Natural language region descriptions:
--------------------
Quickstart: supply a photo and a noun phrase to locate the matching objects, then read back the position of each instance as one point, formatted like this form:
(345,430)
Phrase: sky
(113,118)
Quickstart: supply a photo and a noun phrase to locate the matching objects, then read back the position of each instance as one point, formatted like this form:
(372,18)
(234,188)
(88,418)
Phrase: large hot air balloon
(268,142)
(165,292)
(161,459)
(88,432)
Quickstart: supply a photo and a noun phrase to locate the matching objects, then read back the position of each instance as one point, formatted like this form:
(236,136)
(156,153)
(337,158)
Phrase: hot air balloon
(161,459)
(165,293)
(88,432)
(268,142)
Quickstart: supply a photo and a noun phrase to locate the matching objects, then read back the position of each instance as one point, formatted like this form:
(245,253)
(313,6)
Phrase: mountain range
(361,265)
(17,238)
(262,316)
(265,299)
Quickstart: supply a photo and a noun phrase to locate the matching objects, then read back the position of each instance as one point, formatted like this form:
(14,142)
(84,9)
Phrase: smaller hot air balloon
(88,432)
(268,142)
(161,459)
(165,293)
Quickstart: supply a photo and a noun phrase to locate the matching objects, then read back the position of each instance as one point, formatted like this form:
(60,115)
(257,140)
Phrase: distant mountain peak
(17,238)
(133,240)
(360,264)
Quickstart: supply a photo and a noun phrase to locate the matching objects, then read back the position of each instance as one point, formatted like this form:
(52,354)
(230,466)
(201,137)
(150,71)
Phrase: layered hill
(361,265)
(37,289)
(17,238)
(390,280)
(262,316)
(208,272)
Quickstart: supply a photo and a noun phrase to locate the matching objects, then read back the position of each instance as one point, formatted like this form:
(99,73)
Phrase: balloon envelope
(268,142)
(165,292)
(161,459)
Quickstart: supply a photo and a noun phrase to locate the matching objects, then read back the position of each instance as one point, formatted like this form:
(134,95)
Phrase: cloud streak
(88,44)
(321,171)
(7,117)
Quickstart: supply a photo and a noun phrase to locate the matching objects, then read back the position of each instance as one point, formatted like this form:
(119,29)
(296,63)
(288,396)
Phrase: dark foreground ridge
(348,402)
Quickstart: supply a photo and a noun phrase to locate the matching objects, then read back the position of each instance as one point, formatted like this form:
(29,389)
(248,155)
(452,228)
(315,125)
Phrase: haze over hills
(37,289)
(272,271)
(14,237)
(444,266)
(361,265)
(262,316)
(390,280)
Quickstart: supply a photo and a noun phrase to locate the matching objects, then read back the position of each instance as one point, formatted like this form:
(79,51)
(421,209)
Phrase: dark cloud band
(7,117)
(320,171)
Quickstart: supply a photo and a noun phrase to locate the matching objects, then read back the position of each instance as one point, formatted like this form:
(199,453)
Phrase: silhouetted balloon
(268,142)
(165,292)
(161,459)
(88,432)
--------------------
Return exactly what appears in the records from the line with "Phrase: dark foreground ridge" through the final line, and nothing else.

Phrase: dark foreground ridge
(348,402)
Quickstart: supply a photo and a noun phrase to locate the matching objects, then read back the position of each instance as one point, formatted like this form:
(29,389)
(248,155)
(452,228)
(315,125)
Phrase: haze over hills
(37,289)
(272,271)
(14,237)
(444,266)
(361,265)
(262,316)
(390,280)
Quickstart: supply a photo and a noun phrase to locate the matching objects, then read back the position of each instance as one point, formatted like this form:
(79,51)
(421,209)
Phrase: dark cloud band
(7,117)
(320,171)
Quickstart: supply a photo and a noun phrase to locate the matching objects, then read back the position of each instance as one point, formatted like this form:
(199,453)
Phrase: silhouetted balloon
(268,142)
(165,292)
(161,459)
(88,432)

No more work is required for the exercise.